This week, Images Cinema is hosting the second Transnational Asian Film Festival (TAFF) in collaboration with the Department of Asian Languages, Literatures, and Cultures; Asian Studies Program; Center for Global Languages, Literature, and Cultures (CGLLC); and the education division of the Taipei Economic and Cultural Office in Boston. Through this year’s festival — titled “Home: Leave and Return” — the organizers hope to introduce the audience to films from cultures that are not usually represented in the American film industry and connect them to familiar themes of home, they told the Record.
The festival began on Monday, March 4, and will run through Saturday, March 9. The three films scheduled to play are Chan Ching-lin’s Coo-Coo 043 (2022), Pawo Chyning Dorji’s The Monk and the Gun (2023), and Phạm Thiên Ân’s Inside the Yellow Cocoon Shell (2024), from Taiwan, Bhutan, and Vietnam, respectively.

Data rows
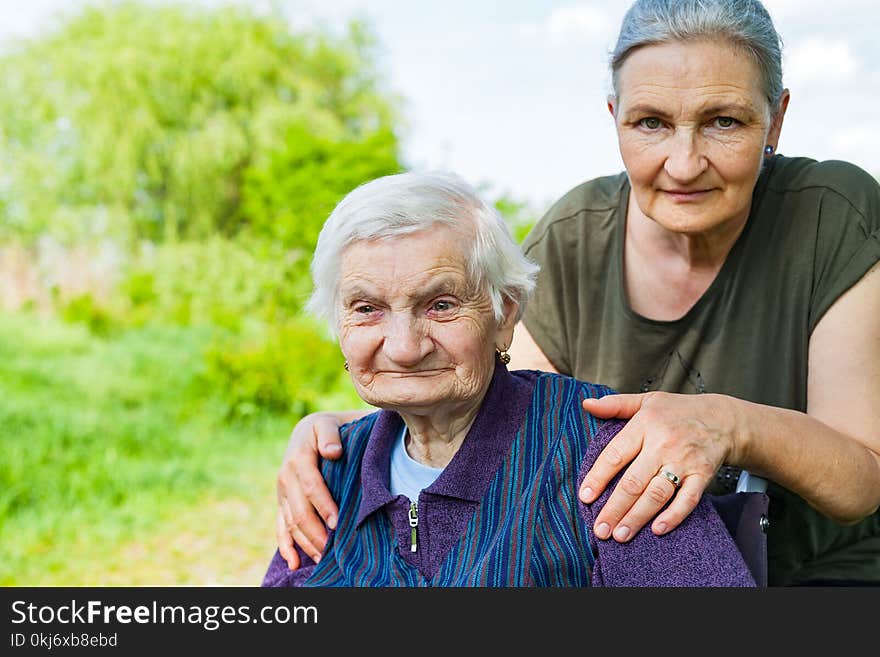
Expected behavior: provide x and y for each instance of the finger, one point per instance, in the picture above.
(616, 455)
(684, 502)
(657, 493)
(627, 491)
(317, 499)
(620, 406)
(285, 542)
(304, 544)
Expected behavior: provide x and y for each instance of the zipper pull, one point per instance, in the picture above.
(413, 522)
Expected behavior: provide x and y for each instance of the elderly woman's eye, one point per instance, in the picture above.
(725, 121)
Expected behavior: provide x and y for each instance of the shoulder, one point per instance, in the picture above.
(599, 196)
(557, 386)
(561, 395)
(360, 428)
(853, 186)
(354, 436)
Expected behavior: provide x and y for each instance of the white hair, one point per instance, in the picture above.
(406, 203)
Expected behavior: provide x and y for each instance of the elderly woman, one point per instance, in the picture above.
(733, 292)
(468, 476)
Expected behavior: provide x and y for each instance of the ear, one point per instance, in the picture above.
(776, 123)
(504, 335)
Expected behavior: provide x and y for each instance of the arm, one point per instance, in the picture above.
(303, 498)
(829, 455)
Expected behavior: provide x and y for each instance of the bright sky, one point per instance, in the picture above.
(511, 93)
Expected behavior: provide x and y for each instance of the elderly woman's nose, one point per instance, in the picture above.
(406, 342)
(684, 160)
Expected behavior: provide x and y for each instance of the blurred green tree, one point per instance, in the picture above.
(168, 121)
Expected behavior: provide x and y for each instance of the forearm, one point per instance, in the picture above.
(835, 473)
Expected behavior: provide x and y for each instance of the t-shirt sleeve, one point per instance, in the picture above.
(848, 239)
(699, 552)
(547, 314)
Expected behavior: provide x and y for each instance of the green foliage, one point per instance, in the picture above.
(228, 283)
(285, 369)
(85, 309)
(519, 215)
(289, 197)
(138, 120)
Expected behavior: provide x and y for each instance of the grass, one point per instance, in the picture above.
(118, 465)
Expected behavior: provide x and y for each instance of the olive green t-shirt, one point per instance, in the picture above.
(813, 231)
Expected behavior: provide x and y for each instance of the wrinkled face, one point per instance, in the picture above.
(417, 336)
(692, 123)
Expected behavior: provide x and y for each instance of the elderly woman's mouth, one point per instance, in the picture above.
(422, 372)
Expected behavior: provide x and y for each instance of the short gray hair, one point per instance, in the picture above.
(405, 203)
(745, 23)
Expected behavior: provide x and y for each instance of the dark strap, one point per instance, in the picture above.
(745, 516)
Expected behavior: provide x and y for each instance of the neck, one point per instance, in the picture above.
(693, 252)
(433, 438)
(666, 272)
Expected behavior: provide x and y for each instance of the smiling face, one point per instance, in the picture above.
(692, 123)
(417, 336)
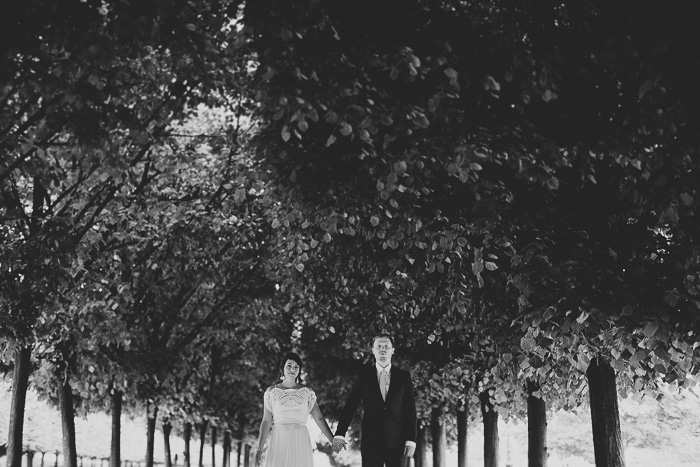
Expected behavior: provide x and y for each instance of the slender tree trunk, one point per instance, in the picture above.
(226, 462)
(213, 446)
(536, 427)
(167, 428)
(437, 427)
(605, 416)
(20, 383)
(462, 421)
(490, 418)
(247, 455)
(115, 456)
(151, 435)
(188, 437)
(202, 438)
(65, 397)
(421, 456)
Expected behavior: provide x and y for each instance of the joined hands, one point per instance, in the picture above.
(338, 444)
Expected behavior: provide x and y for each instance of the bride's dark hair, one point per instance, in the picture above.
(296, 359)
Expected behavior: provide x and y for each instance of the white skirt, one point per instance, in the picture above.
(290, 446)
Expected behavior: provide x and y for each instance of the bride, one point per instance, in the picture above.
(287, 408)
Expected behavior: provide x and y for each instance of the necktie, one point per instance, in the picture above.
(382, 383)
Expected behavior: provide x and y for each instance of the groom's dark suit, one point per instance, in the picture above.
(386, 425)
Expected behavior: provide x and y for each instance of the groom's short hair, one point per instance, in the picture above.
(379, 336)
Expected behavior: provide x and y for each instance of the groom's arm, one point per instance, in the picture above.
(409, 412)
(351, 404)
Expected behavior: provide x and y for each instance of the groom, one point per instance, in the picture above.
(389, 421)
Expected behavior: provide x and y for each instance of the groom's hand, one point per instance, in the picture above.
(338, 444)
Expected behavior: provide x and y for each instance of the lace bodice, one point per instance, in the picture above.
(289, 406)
* * *
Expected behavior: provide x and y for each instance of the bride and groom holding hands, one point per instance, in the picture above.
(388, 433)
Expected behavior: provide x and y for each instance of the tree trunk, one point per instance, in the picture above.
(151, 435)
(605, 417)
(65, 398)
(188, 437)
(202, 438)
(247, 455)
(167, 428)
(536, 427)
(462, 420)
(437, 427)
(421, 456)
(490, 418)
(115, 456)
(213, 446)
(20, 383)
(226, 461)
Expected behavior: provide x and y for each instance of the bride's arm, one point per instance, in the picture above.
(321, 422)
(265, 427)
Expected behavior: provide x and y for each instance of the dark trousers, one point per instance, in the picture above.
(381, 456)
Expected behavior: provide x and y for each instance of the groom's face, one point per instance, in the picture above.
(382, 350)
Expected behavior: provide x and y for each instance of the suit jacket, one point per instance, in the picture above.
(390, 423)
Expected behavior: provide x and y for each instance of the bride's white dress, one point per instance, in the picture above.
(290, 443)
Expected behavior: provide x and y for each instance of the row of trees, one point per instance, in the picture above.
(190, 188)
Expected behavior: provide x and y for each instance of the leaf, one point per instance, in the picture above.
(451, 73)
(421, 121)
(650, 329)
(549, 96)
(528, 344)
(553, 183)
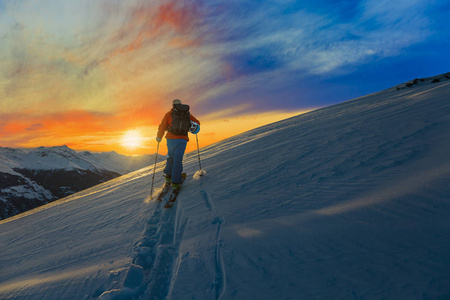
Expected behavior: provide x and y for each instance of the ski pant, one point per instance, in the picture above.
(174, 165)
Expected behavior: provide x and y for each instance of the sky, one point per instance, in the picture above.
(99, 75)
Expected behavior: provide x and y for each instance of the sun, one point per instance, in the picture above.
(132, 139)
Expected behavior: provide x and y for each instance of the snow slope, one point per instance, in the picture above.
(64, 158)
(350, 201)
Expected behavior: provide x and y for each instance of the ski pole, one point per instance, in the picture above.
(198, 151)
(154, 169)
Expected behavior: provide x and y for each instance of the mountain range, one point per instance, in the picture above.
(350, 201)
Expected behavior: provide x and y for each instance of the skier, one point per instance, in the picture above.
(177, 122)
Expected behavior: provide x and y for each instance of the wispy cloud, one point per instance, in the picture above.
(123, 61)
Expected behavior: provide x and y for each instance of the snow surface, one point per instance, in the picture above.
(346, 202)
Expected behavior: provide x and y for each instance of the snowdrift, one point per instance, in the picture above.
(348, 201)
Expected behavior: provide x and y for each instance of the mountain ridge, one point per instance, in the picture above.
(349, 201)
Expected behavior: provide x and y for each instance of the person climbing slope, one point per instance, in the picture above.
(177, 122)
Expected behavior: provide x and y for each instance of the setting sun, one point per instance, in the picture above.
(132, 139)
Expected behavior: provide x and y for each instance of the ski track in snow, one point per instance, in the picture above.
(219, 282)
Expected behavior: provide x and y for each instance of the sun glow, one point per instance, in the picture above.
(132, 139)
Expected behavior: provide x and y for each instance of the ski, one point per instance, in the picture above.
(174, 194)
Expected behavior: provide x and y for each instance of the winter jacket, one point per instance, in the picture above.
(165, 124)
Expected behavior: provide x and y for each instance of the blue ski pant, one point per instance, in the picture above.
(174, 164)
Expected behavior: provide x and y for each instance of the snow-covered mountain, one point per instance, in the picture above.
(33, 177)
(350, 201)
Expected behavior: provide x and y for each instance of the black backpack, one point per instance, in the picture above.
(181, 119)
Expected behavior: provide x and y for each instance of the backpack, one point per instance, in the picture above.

To do
Retype the passage about the film festival above, everything from "This week, Images" down to "told the Record.".

Solution to this exercise
This week, Images Cinema is hosting the second Transnational Asian Film Festival (TAFF) in collaboration with the Department of Asian Languages, Literatures, and Cultures; Asian Studies Program; Center for Global Languages, Literature, and Cultures (CGLLC); and the education division of the Taipei Economic and Cultural Office in Boston. Through this year’s festival — titled “Home: Leave and Return” — the organizers hope to introduce the audience to films from cultures that are not usually represented in the American film industry and connect them to familiar themes of home, they told the Record.